- Tarea 1: Transcribe del fragmento sobre el pueblo todo lo que va desde "Ahora ya no" hasta "que recarga baterías.", ambos incluidos.
- Tarea 2: En el fragmento sobre el pueblo, enumera los servicios de la lista que aparecen introducidos por un artículo definido (el, la, los).

- Fragmento facilitado:
######

Ahora ya no hay mineros. El pueblo -600 habitantes- se divide en dos sectores: los que viven del tráfico que trae la carretera y los que no. Aunque llevan una vida sobria y sencilla, no les faltan servicios: dos restaurantes, un kiosko de bocadillos y bebidas, un pequeño minimarket, un museo, una escuela, los carabineros, el cuerpo de bombero -así, en singular-, la guardería, el hombre que vende minerales, el hombre que recarga baterías.
Cuando cae el sol, lo niños pasean en bicicleta y los hombres se sientan al fresco con una cerveza en la mano. De vez en cuando, grupos de moteros se paran delante del kiosko para pedir un completo. Sólo de vez en cuando, alguien de paso. Turistas, casi nunca. Claudio suele venir por aquí a buscar minerales, por eso aquí se le conoce como “el señor de las piedras”.

######

- Datos guardados:
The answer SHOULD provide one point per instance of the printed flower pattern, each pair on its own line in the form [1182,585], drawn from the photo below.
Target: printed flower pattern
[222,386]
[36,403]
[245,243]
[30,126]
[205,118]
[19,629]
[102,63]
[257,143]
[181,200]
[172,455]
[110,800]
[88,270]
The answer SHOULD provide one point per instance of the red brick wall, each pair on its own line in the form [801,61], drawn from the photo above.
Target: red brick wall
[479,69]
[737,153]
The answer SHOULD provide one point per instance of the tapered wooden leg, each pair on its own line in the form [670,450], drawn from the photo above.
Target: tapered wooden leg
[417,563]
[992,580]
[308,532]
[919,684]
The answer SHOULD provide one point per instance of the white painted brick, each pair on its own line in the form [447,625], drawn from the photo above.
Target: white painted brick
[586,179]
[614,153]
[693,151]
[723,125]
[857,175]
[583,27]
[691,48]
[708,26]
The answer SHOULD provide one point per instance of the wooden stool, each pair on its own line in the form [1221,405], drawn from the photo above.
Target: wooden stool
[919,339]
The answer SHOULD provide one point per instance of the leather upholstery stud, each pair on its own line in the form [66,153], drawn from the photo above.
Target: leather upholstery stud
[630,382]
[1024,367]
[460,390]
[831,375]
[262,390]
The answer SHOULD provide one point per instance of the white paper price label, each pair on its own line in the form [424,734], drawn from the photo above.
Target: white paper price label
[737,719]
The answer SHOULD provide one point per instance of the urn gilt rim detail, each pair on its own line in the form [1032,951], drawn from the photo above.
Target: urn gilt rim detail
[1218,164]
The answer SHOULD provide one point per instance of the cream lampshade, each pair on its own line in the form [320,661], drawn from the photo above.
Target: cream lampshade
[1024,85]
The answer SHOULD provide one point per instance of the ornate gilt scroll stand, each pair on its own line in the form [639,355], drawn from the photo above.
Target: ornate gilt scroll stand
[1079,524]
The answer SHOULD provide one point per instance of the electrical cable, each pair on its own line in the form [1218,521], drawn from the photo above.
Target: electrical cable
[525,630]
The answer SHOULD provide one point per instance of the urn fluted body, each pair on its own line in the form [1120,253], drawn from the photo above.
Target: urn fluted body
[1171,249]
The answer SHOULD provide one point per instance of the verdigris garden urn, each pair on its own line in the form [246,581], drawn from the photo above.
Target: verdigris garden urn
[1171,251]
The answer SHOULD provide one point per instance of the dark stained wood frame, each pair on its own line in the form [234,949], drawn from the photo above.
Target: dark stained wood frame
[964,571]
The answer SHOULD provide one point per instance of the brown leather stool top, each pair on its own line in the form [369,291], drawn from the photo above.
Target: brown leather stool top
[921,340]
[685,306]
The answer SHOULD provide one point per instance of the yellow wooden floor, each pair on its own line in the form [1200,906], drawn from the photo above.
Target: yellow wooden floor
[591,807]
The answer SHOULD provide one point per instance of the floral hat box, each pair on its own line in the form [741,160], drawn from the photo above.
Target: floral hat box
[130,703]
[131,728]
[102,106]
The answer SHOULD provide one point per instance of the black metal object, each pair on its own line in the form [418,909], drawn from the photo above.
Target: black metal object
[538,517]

######

- Solución 1:
Ahora ya no hay mineros. El pueblo -600 habitantes- se divide en dos sectores: los que viven del tráfico que trae la carretera y los que no. Aunque llevan una vida sobria y sencilla, no les faltan servicios: dos restaurantes, un kiosko de bocadillos y bebidas, un pequeño minimarket, un museo, una escuela, los carabineros, el cuerpo de bombero -así, en singular-, la guardería, el hombre que vende minerales, el hombre que recarga baterías.

- Solución 2:
- los carabineros
- el cuerpo de bombero
- la guardería
- el hombre que vende minerales
- el hombre que recarga baterías